_TASK TO CARRY OUT_
Please write back every entry exactly, character for character.

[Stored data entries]
========================================
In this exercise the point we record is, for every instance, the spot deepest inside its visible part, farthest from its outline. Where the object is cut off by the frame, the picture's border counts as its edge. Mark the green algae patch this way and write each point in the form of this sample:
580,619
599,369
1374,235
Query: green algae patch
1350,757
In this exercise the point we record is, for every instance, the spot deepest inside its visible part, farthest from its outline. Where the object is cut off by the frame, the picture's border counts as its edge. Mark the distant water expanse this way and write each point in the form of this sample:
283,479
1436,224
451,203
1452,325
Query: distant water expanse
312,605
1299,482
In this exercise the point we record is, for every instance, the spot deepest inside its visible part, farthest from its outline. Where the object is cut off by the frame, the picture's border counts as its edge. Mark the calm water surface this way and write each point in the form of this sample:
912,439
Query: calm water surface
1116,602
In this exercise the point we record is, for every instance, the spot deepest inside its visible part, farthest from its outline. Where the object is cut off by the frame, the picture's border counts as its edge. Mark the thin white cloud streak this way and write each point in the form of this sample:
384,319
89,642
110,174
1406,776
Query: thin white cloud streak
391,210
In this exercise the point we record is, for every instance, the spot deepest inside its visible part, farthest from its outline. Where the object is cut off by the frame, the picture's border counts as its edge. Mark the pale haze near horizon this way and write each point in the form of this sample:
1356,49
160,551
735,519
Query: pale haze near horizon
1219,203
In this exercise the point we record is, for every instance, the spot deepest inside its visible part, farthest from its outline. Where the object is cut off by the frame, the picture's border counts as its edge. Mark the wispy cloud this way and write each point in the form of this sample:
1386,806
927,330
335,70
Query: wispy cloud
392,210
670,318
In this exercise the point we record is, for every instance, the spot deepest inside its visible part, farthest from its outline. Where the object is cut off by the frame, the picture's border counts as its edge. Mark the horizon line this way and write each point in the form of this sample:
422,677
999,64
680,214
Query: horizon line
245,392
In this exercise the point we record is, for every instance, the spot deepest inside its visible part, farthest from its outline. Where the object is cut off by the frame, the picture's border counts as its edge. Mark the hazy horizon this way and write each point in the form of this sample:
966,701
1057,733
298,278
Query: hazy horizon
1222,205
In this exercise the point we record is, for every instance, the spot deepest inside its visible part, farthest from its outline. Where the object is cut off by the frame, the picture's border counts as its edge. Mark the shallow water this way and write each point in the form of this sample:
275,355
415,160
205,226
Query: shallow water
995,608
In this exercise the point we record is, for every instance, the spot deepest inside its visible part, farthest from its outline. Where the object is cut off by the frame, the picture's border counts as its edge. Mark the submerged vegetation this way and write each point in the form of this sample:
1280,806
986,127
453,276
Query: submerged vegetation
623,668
========================================
_WRITTEN REPLY_
In this exercise the point we record is, for every instance, the spot deepest inside its visible part, farthest from its outline. Where the object is cut off by the frame, the picture's border counts as its edge. Mark the green algae patch this way and write each point in the form of this sample:
580,619
599,369
1374,235
Query: green algae patch
1350,757
In this exercise the point we record is, for every instance, the spot deepest inside its visible part, farthest from its outline. Where the object is cut off by the frame, the picture's border counts as its edge. Mark the distant water expanse this way and write each point in the form of this sample:
283,479
1436,224
451,203
1452,325
Query: distant water expanse
312,605
1299,482
In this exercise the point we record is, for every instance, the spot deepest inside its visible part, farthest from its outline. Where the object is cut off by the frame, the picture's border counts as its edge. Mark the calm water surface this way and write each point in the form of this sample:
912,439
Query: calm water surface
1116,602
In this exercise the point we record is, for every instance, the spot deepest inside its visible part, farthest from its outline. Where the object is cut off by the frame, the picture's border counts as its edge. Mark the thin white cloud streak this way and write each point in the form of this sample:
384,319
89,642
110,174
1406,776
Query: thin white cloud streak
391,210
In this exercise the point we record is, for every instance, the spot deepest inside its visible part, farthest from its outline. Where the object is cut off by the frame, the picture's border counts as its edge. Mark the pale haze near horizon this way and write each point in the form of this sample:
1356,49
160,551
735,519
Query: pale haze near horizon
1219,203
In this exercise the point we record is, for every instance, the spot deepest inside its visible part, farthest from its outline. Where the object is cut off by the frame, the picture's border counts as its edge. Mark the wispy cloud this way and write each point in the form of this sample:
1386,806
927,330
335,70
Query: wispy cloud
392,210
670,318
In this exercise the point we record is, for every instance, the spot deepest inside its visible part, farthest from its outline. Where the object is cut off by the frame, the picture's border counts as its edge. Mark the horizon line this way and write each point in the form of this sample:
422,677
999,64
680,214
Query: horizon line
245,392
In this exercise the point we record is, for every instance, the spot deepest inside its visible part, farthest from its outline. Where the object is cut off by the frame, the picture's border counts as its edge. Mark the hazy horizon this way and write each point in the form of this sample:
966,701
1057,733
298,278
Query: hazy horizon
1222,205
In this exercise the point we record is, for every instance, the spot deepest inside its visible part, farthest from its outline. Where the object is cut off by the frame, the picture's border counts as its edge. Mark the shallow water this way and write each point in the form of this sample:
275,355
415,160
205,226
Query: shallow water
995,608
In this exercise the point we record is, for every instance, the spot deepest inside its visible part, farthest from its outline. Where the object is cut off by the frame, the picture's border counts as its edge. Mark the submerged vegetation this way and write each point in the form of this sample:
1280,806
986,127
453,276
Query: submerged vegetation
623,668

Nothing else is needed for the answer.